═════ Data supplied

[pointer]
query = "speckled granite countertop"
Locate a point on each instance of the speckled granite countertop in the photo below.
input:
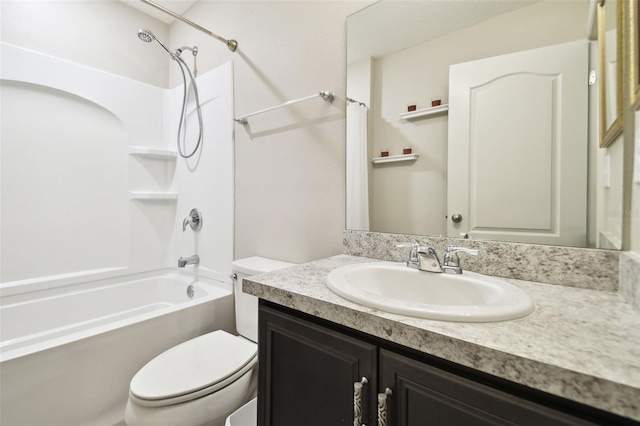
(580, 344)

══════════
═════ Data supplied

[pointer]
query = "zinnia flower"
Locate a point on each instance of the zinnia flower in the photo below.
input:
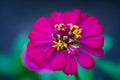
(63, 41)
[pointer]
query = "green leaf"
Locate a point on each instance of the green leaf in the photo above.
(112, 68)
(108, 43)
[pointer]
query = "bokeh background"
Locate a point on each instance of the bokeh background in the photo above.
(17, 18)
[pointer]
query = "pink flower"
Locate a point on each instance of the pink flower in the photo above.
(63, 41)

══════════
═════ Data supplied

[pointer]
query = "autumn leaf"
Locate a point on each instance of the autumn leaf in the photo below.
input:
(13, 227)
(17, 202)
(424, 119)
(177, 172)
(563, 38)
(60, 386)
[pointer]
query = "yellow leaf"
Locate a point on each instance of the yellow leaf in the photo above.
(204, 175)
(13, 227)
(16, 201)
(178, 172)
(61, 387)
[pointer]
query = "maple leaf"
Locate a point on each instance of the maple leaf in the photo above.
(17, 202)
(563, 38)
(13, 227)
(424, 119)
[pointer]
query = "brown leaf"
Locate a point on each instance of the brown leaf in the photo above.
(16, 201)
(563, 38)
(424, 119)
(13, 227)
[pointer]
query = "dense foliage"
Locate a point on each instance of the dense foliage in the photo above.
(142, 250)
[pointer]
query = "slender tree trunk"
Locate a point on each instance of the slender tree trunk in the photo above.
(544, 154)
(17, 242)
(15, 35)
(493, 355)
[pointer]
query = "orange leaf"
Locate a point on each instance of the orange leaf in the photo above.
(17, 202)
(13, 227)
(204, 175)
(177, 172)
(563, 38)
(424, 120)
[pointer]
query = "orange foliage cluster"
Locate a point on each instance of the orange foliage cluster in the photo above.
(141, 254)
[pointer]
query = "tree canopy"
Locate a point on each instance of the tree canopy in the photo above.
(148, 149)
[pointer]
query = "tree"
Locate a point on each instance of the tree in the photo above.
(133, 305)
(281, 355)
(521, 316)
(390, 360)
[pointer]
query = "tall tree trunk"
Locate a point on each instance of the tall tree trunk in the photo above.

══════════

Pick out every line above that contains the word "below", and copy each one in full. Case counts.

Locate a point on each instance of the speckled granite countertop in the photo below.
Locate a point on each instance of the zinnia flower in the photo below.
Locate a point on each instance of the autumn leaf in the photo below.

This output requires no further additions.